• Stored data
+++
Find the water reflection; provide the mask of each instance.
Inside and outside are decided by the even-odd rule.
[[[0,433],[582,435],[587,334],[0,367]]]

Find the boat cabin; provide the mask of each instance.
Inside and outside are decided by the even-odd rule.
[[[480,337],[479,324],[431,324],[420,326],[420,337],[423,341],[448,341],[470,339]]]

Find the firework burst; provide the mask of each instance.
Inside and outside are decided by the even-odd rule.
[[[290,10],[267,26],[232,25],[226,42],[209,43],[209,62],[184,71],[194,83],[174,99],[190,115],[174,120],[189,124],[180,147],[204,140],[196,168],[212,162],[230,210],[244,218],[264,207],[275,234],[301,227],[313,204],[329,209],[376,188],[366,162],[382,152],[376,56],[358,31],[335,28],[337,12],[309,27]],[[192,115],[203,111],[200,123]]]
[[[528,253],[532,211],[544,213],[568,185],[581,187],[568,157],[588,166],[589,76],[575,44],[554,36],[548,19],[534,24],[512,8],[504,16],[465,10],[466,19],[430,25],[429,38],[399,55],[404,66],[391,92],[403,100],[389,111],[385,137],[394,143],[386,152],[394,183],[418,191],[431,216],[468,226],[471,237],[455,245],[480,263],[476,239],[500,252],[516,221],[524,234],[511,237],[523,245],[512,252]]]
+++
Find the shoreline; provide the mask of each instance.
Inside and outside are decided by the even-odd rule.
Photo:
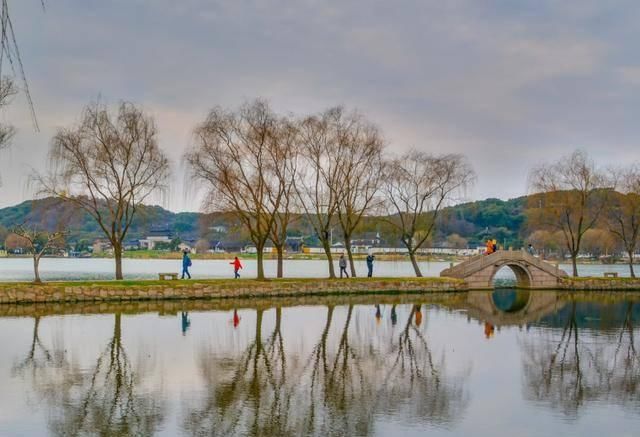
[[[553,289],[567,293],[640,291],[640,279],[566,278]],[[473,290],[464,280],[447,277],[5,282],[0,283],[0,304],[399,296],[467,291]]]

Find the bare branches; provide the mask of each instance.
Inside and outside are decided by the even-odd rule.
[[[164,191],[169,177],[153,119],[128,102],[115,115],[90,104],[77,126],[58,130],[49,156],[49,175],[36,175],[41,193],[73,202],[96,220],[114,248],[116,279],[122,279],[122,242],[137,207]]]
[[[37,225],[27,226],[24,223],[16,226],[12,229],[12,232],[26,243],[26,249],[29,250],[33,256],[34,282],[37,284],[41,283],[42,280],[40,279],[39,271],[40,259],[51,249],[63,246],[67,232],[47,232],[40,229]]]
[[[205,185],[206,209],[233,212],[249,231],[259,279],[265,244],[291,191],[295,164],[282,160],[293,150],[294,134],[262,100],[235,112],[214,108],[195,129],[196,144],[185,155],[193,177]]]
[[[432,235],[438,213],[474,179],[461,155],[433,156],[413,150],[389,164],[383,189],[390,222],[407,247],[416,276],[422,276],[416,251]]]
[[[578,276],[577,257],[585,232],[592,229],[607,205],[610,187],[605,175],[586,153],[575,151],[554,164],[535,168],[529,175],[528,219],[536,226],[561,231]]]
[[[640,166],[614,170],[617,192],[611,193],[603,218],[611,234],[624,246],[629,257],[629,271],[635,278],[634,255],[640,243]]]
+++
• Problem to solve
Locate each line in the data above that contains the word "mask", and copy those lines. Matching is case-sensitive.

• Result of this task
Find the water reflection; provide the mask of each instance.
Find the boat cabin; provide the mask of each instance.
Find the firework burst; provide the mask of each instance.
Find the shoreline; provide the mask of each instance.
Find the bare branches; provide the mask of each instance.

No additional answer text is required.